今はいい意味でも悪い意味でも、和歌山がヤバいってなってるけど、
俺らの周りがヤバいっていうのが、たぶん正しいです。(MIKADO)

ー2人はいつからの知り合いですか?

MIKADO 2年前ぐらいから。

7 第一印象がめちゃ怖かって。その時はどんな名前で活動していくかとかも固まってない時やったから、紹介もできやんと。ほんまにお辞儀だけして。

MIKADO 普通にスタジオに遊びに行って、レコーディングしてるって知らなくて。しかも初めて見たから、誰なんやろ?みたいな(笑)。


ー地元、和歌山の今の仲間とはどうつながっていったのですか?

MIKADO 中学ぐらいからヒップホップを知ってて。でもその当時はヒップホップを聴いてる人がいてなくて。普通にスケボーしてて、スケートパークに行ったら、今の俺の友達とかもおって。そこでヒップホップの話になって。ヒップホップを知ってるだけでもうれしくて。それですぐ仲良くなりましたね。そこから自分がラップを始めて、最近出会った子らもいてる感じです。TOFUとは16~17歳ぐらいに出会った感じです。

## やること
1. 和歌山のラップ仲間についてのインタビューで、MIKADOがTOFUと出会ったのは何歳ぐらいですか。
2. 和歌山のラップ仲間についてのインタビューを、最後の発言のあとから書き足してください。

## データセット項目
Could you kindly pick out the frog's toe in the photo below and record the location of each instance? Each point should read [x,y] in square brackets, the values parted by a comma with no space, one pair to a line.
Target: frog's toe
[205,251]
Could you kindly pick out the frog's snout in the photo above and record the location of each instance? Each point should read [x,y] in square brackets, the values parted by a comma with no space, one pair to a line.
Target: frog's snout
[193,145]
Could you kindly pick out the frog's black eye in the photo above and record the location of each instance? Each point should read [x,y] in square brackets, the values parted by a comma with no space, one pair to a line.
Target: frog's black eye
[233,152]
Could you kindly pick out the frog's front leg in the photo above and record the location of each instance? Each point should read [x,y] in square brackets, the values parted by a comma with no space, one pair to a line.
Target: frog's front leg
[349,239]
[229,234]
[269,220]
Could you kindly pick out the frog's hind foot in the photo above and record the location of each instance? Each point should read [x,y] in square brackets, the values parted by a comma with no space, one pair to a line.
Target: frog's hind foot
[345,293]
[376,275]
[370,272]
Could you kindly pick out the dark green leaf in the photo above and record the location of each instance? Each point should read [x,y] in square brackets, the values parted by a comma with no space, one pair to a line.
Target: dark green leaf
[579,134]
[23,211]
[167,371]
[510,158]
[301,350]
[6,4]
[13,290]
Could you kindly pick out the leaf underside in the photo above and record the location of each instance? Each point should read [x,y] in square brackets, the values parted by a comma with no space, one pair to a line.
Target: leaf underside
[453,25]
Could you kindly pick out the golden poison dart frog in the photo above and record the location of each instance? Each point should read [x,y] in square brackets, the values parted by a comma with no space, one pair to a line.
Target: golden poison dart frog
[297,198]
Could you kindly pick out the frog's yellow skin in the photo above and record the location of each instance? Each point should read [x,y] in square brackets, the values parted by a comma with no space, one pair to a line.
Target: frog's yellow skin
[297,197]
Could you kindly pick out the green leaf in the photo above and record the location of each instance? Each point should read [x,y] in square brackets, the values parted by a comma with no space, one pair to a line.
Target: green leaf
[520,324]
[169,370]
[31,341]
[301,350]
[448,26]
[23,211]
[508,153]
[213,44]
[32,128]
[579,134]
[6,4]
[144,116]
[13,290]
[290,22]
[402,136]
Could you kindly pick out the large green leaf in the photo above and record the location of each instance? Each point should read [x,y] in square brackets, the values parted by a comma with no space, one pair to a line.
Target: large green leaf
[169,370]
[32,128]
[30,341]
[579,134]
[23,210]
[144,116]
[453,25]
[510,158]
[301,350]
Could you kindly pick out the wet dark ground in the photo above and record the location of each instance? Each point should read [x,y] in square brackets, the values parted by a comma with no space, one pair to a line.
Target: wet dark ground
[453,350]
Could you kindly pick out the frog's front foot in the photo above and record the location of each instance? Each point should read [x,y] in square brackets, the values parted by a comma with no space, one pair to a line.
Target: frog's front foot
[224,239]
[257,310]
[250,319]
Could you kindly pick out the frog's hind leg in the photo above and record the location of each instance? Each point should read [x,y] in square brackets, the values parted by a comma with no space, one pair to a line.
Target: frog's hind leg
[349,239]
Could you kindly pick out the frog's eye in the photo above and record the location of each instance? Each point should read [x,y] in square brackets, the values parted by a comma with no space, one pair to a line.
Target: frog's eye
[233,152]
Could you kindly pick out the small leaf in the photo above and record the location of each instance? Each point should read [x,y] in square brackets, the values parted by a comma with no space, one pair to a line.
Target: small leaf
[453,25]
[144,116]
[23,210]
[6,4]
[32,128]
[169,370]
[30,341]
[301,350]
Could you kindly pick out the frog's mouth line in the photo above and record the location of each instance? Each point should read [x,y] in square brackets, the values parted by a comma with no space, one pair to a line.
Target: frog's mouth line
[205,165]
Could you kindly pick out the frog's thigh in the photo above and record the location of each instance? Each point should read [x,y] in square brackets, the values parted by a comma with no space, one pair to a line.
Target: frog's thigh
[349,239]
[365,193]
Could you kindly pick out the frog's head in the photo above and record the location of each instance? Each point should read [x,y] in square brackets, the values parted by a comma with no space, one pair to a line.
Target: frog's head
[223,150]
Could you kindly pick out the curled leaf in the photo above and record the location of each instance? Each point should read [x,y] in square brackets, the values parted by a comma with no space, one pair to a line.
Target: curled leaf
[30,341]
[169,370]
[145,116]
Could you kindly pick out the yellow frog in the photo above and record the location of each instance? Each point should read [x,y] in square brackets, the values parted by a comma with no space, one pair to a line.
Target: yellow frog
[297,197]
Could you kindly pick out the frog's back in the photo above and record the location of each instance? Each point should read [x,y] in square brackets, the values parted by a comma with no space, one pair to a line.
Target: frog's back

## 回答
1. 16～17歳ぐらいです。

2.
7 TOFUは高校の同級生で、高校の時から音楽をやってるのは知ってて。卒業してから自分もやりたいなった時に、どうやってやんのやろ?みたいな感じで思ってて。とりあえず和歌山で音の鳴ってるハコに遊びに行って、曲も作ってないのに「ラッパーです」とか言ってたんですよ。そんだらそこにおったJALくんがホムさん(和歌山のプロデューサー、Homunculu$)に、「女の子でラッパーやってるヤツおるで」みたいな感じで言ってくれて。
ある日ホムさんからDMが来て、ビートが送られてきて。「レックしに来て」みたいな感じで、行ったんが始まりですね。そこでみんなと出会いました。

ー7さんの「ラップスタア誕生!」の映像にはBLACKBOXというスタジオが出てきますよね。どういう存在ですか?

MIKADO 自分は毎日BLACKBOXで録ってたんですよ。毎日そのスタジオに入ってたらみんなが来るようになった感じですね。みんなはレックはせず、後ろで座ってたり、しゃべってたりしてました。バーもあるので、レックが終わるまで横で飲んでて。レックが終わったら遊びに行こうみたいなノリですね。

7 私はバイトしてました。「ラップスタア誕生!」に出てた時は家もなかったから、そこで寝て、レックしたり、バイトしたりと、生活の拠点みたいにずっとBLACKBOXにおって。去年はずっと川崎におったんですけど、今年は和歌山に帰ってきたから、最近はまたレコーディングしに行ってます。


ーちなみに、和歌山のアーティストって何故みなさん濃いのでしょうか?

MIKADO ホムさんが超スターターとしているので。地方だとなかなか先生的な人がいてないじゃないですか。ホムさんがラップの技術というよりも、その人に合ったキャラを引き出してくれる。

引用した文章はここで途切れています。